### [SELECTED EXCERPT]
>> Start

Thursday, June 9, 2011

Crawling the web with SGMLParser

In this example we will use SGMLParser in order to build a simple web crawler.

import urllib
from random import choice
from sgmllib import SGMLParser

class LinkExplorer(SGMLParser): 
 def reset(self):                              
  SGMLParser.reset(self) 
  self.links = [] # list with the urls

 def start_a(self, attrs):
  """ fill the links with the links in the page """
  for k in attrs:
   if k[0] == 'href' and k[1].startswith('http'): 
    self.links.append(k[1])

def explore(parser,s_url,maxvisit=10,iter=0):
 """ pick a random link in the page s_url
     and follow its links recursively """
 if iter < maxvisit: # it will stop after maxvisit iteration
  print '(',iter,') I am in',s_url
  usock = urllib.urlopen(s_url) # download the page
  parser.reset() # reset the list
  parser.feed(usock.read()) # parse the current page
  if len(parser.links) > 0:
   explore(parser,choice(parser.links),maxvisit,iter+1)
  else: # if the page has no links to follow
   print 'the page has no links'

# test the crawler starting from the python's website
parser = LinkExplorer()
explore(parser,"http://www.python.org/")

Let's go!

( 0 ) I am in http://www.python.org/
( 1 ) I am in http://wiki.python.org/moin/NumericAndScientific
( 2 ) I am in http://numpy.scipy.org/
( 3 ) I am in http://sphinx.pocoo.org/
( 4 ) I am in http://www.bitbucket.org/birkenfeld/sphinx/issues/
( 5 ) I am in http://blog.bitbucket.org
( 6 ) I am in http://haproxy.1wt.eu/
( 7 ) I am in http://www.olivepeak.com/blog/posts/read/free-your-port-80-with-haproxy
( 8 ) I am in http://www.olivepeak.com/peaknotes/
( 9 ) I am in http://notes.olivepeak.com/account/create

Tuesday, June 7, 2011

Sierpinski fractal

As described in the introduction of Numerical Computing in Matlab we can generate fractals using affine transformations. The following script uses it to generate the famous Sierpinski triangle:

from numpy import *
import pylab

x = [0, 0];

A = [ [.5, 0], [0, .5] ];
b1 = [0, 0];
b2 = [.5, 0];
b3 = [.25, sqrt(3)/4];

for i in range(3000): # 3000 points will be generated
 r = fix(random.rand()*3)
 if r==0:
  x = dot(A,x)+b1
 if r==1:
  x = dot(A,x)+b2
 if r==2:
  x = dot(A,x)+b3
 pylab.plot(x[0],x[1],'m.',markersize=2)

pylab.show()

It will take a while, here's the result

Friday, June 3, 2011

The Collatz conjecture

The Collatz conjecture is a famous unsolved problem in number theory. Start with any
positive integer n. Repeat the following steps:

If n = 1, stop.
If n is even, replace it with n/2.
If n is odd, replace it with 3n + 1

The unanswered question is, does the process always terminate?

Let to see a script that generate the sequence of number involved by the algorithm:

import sys
from pylab import *

# take n from the command line
n = int(sys.argv[1])

i = 0
old_n = n
while n > 1:
 if n%2 == 0: # if n is even
  n = n/2
 else:
  n = 3*n+1
 i += 1;
 plot([i-1, i],[old_n,n],'-ob')

>> End

### [REQUEST A]
According to the blog excerpt, how many points does the Sierpinski triangle script generate?
### [REQUEST B]
From the records, copy the lines starting with the line that contains "Phrase: tea plantation foliage" and going on through the end of the records, both ends included. Omit the pictures.
The blog excerpt and the records that follow it are unrelated material.

### [SUPPLIED INFORMATION]

>> Start

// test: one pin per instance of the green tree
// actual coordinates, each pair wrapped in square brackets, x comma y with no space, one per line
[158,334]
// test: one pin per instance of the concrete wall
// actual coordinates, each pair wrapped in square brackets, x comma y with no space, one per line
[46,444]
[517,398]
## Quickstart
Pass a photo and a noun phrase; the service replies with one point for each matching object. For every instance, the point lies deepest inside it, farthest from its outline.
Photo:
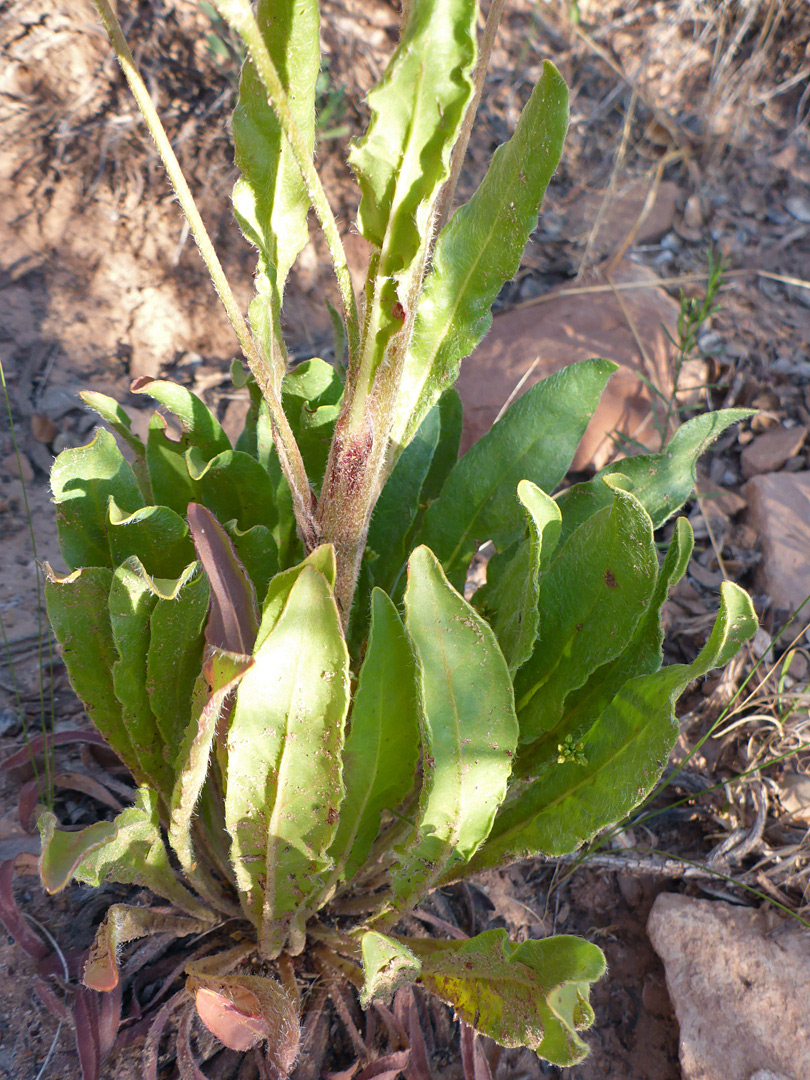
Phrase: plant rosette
(273, 636)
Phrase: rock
(769, 451)
(11, 467)
(43, 429)
(541, 338)
(693, 213)
(779, 510)
(799, 207)
(738, 982)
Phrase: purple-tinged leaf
(224, 672)
(388, 1067)
(109, 1018)
(151, 1047)
(244, 1011)
(49, 999)
(233, 620)
(12, 917)
(121, 925)
(186, 1064)
(85, 1027)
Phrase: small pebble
(693, 212)
(799, 207)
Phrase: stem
(289, 456)
(239, 14)
(459, 151)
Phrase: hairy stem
(289, 456)
(239, 14)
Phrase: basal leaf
(132, 601)
(399, 503)
(469, 728)
(156, 535)
(622, 755)
(661, 482)
(449, 440)
(530, 995)
(510, 599)
(169, 475)
(480, 250)
(233, 617)
(643, 656)
(174, 659)
(200, 427)
(244, 1011)
(283, 786)
(234, 487)
(403, 159)
(257, 552)
(269, 199)
(278, 592)
(417, 109)
(593, 595)
(129, 850)
(123, 923)
(82, 482)
(109, 410)
(387, 966)
(382, 746)
(224, 673)
(535, 440)
(79, 613)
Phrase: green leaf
(530, 995)
(269, 199)
(174, 659)
(172, 486)
(157, 535)
(79, 613)
(123, 923)
(258, 553)
(403, 159)
(234, 487)
(399, 503)
(449, 440)
(478, 250)
(535, 440)
(132, 599)
(109, 410)
(643, 656)
(469, 728)
(82, 481)
(129, 850)
(224, 674)
(284, 786)
(510, 599)
(661, 482)
(593, 595)
(387, 966)
(382, 746)
(200, 427)
(622, 756)
(311, 395)
(417, 108)
(278, 592)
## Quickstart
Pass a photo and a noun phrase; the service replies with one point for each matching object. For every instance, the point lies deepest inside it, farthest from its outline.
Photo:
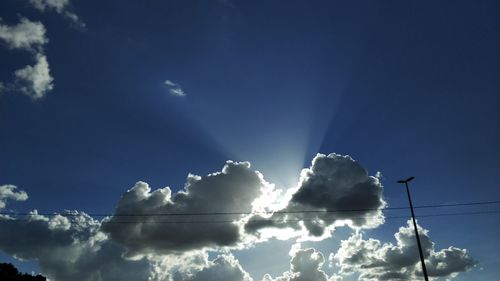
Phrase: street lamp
(424, 269)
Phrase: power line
(283, 221)
(262, 212)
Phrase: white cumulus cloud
(28, 35)
(400, 261)
(305, 265)
(60, 6)
(9, 191)
(232, 189)
(35, 80)
(335, 191)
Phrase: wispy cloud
(61, 7)
(9, 191)
(174, 89)
(35, 81)
(27, 35)
(32, 80)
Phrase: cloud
(174, 89)
(305, 265)
(35, 80)
(8, 191)
(339, 188)
(60, 6)
(27, 35)
(224, 267)
(69, 248)
(401, 261)
(232, 189)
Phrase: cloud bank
(305, 265)
(234, 188)
(400, 261)
(339, 188)
(158, 235)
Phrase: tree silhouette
(9, 272)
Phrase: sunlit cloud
(174, 89)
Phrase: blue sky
(403, 88)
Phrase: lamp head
(406, 180)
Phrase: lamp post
(424, 269)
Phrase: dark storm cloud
(401, 261)
(69, 248)
(333, 184)
(233, 189)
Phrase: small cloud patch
(174, 89)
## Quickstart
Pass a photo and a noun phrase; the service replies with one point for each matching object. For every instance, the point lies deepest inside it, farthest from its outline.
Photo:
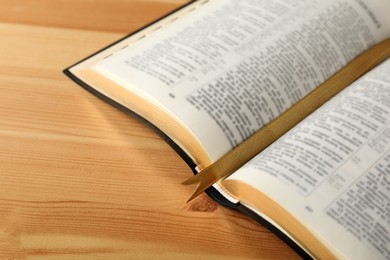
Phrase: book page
(230, 67)
(332, 171)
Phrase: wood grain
(80, 179)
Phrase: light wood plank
(80, 179)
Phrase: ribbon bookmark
(237, 157)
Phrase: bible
(215, 73)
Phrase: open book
(213, 73)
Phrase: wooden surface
(80, 179)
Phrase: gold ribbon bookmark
(237, 157)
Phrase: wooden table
(78, 178)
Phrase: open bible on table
(222, 80)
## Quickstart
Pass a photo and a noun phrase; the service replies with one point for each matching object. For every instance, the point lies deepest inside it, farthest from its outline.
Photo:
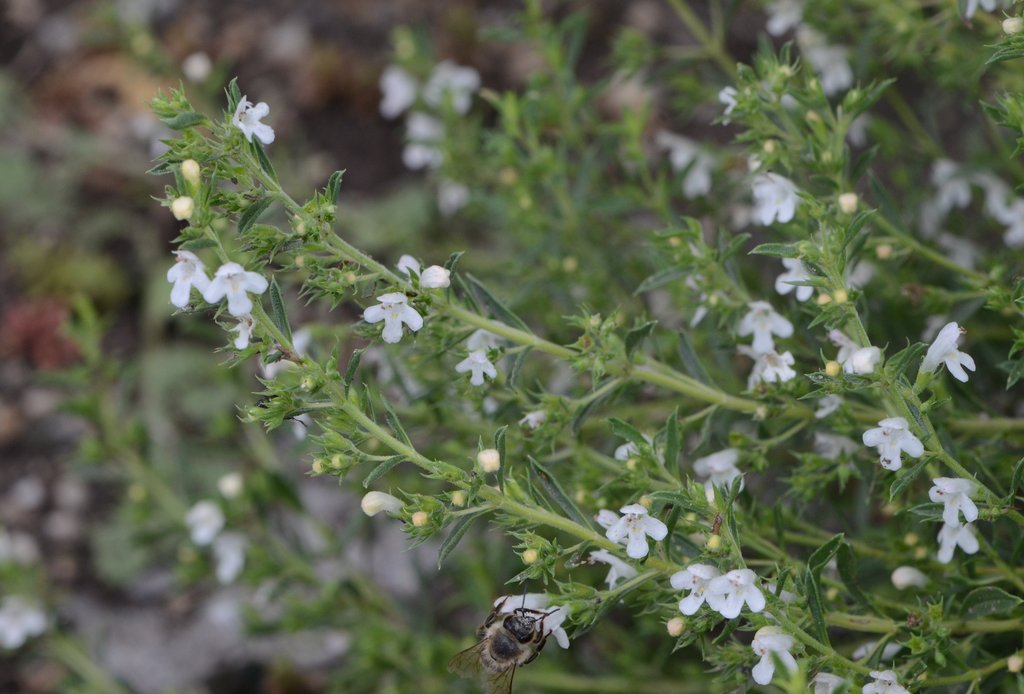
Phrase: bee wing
(467, 663)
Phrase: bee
(507, 640)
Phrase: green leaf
(188, 119)
(459, 529)
(278, 310)
(776, 250)
(904, 477)
(691, 362)
(382, 470)
(500, 447)
(334, 185)
(353, 365)
(987, 601)
(252, 213)
(497, 308)
(637, 335)
(557, 494)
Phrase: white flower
(408, 265)
(423, 133)
(186, 272)
(435, 276)
(783, 15)
(230, 485)
(235, 282)
(481, 339)
(478, 363)
(762, 321)
(538, 602)
(907, 576)
(771, 643)
(687, 157)
(634, 527)
(452, 197)
(247, 119)
(955, 493)
(375, 502)
(229, 553)
(394, 311)
(720, 469)
(943, 350)
(830, 62)
(832, 446)
(885, 683)
(19, 620)
(619, 570)
(891, 437)
(774, 199)
(826, 683)
(726, 595)
(952, 189)
(398, 89)
(205, 520)
(862, 360)
(245, 331)
(795, 271)
(535, 419)
(454, 82)
(953, 535)
(727, 97)
(826, 405)
(694, 578)
(769, 366)
(972, 6)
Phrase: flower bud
(190, 172)
(488, 460)
(848, 203)
(907, 576)
(230, 485)
(435, 276)
(182, 208)
(375, 502)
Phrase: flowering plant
(755, 382)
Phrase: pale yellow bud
(488, 460)
(848, 203)
(182, 208)
(190, 172)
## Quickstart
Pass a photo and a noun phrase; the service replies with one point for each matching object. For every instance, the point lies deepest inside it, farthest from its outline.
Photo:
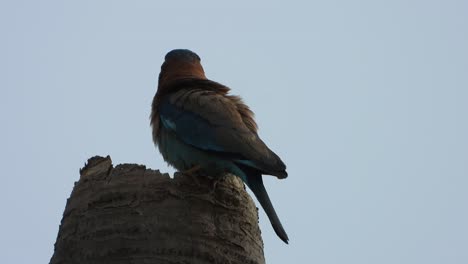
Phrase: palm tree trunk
(130, 214)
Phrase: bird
(198, 126)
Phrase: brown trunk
(130, 214)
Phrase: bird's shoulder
(211, 101)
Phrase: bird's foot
(192, 170)
(191, 173)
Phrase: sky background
(365, 101)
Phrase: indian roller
(199, 127)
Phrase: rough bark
(130, 214)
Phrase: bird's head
(179, 64)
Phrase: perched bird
(199, 127)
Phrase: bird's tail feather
(255, 183)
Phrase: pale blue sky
(365, 101)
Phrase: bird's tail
(255, 183)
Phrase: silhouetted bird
(199, 127)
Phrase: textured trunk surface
(130, 214)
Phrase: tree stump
(131, 214)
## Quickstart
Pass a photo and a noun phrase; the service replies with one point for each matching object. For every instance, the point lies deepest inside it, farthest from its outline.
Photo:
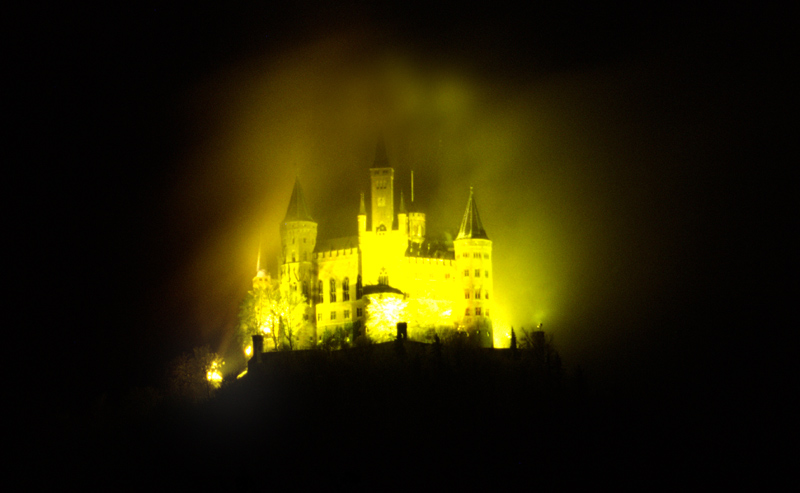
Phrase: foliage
(280, 316)
(337, 338)
(382, 317)
(194, 377)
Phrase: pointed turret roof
(297, 211)
(402, 204)
(471, 226)
(381, 160)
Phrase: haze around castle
(573, 212)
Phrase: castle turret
(298, 238)
(473, 251)
(382, 197)
(402, 216)
(362, 217)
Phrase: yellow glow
(213, 374)
(382, 317)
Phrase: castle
(389, 272)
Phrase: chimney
(402, 331)
(258, 347)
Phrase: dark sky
(619, 159)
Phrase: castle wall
(337, 266)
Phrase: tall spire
(381, 160)
(471, 226)
(297, 205)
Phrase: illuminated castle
(389, 272)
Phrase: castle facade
(389, 272)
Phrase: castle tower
(362, 218)
(298, 239)
(382, 196)
(473, 251)
(402, 217)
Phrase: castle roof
(342, 243)
(431, 248)
(297, 211)
(471, 226)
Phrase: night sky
(620, 161)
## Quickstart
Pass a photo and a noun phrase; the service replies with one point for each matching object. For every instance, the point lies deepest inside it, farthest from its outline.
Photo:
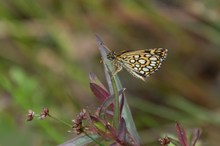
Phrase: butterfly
(140, 63)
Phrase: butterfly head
(111, 56)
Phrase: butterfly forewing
(142, 63)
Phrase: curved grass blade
(126, 113)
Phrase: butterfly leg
(117, 67)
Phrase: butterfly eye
(111, 56)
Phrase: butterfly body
(140, 63)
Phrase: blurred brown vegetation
(48, 48)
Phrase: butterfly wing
(142, 63)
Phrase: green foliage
(48, 48)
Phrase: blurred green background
(48, 48)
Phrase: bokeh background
(48, 48)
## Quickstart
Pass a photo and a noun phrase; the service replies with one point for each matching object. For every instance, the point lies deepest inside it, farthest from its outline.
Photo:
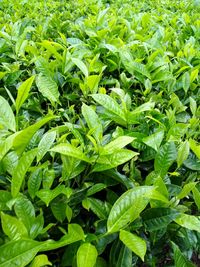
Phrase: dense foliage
(99, 128)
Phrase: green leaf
(80, 65)
(34, 182)
(45, 144)
(93, 121)
(13, 227)
(124, 257)
(115, 145)
(193, 106)
(23, 92)
(179, 259)
(183, 153)
(154, 140)
(106, 162)
(189, 221)
(25, 211)
(5, 196)
(69, 213)
(48, 88)
(164, 158)
(23, 138)
(195, 148)
(186, 81)
(144, 107)
(134, 243)
(95, 188)
(47, 195)
(128, 207)
(7, 118)
(192, 163)
(98, 207)
(40, 260)
(157, 218)
(186, 190)
(92, 82)
(20, 171)
(69, 150)
(75, 233)
(110, 104)
(132, 66)
(86, 255)
(18, 253)
(196, 196)
(6, 145)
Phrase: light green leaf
(98, 207)
(189, 221)
(7, 118)
(86, 255)
(195, 148)
(92, 82)
(157, 218)
(7, 144)
(193, 106)
(13, 227)
(40, 261)
(196, 196)
(177, 131)
(179, 259)
(93, 121)
(48, 88)
(21, 252)
(23, 138)
(186, 81)
(110, 104)
(124, 257)
(128, 207)
(48, 195)
(23, 92)
(95, 188)
(165, 157)
(79, 63)
(144, 107)
(115, 145)
(69, 150)
(34, 182)
(134, 243)
(69, 213)
(154, 140)
(75, 233)
(5, 197)
(20, 171)
(119, 157)
(186, 190)
(25, 211)
(183, 153)
(45, 143)
(18, 253)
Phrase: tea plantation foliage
(99, 128)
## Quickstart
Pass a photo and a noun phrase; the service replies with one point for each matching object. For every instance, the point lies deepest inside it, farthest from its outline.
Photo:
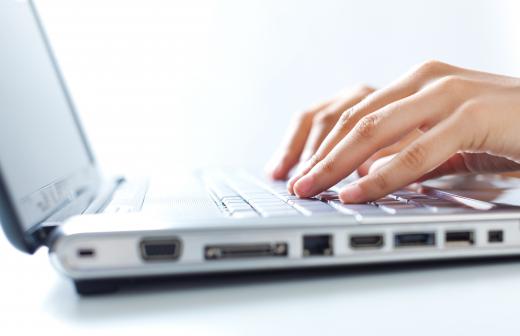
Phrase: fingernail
(352, 193)
(304, 185)
(278, 170)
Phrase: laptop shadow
(167, 295)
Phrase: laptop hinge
(44, 232)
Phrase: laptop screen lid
(45, 162)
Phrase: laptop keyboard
(247, 197)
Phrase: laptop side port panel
(317, 245)
(253, 250)
(459, 238)
(414, 239)
(365, 242)
(160, 249)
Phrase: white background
(167, 85)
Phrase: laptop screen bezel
(28, 238)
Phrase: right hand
(310, 128)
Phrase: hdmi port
(235, 251)
(366, 241)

>> End

### [COMPLETE RESPONSE A]
3000 points.

### [COMPLETE RESPONSE B]
Phrase: tea plantation foliage
(99, 128)
## Quickstart
Pass a photo and a noun phrase; the service replies with one point for each matching object. For every instance, the point lies deepest inside it, farthest from its outline.
Photo:
Phrase: fingernail
(352, 193)
(304, 185)
(278, 170)
Phrase: laptop shadow
(167, 295)
Phrase: laptop hinge
(44, 232)
Phrase: laptop screen lid
(45, 162)
Phrase: laptop keyboard
(247, 197)
Phrase: laptop side port panel
(317, 245)
(253, 250)
(459, 238)
(414, 239)
(365, 242)
(160, 249)
Phrase: white background
(167, 85)
Phrase: laptop screen bezel
(28, 238)
Phrase: right hand
(310, 128)
Phrase: hdmi port
(235, 251)
(366, 241)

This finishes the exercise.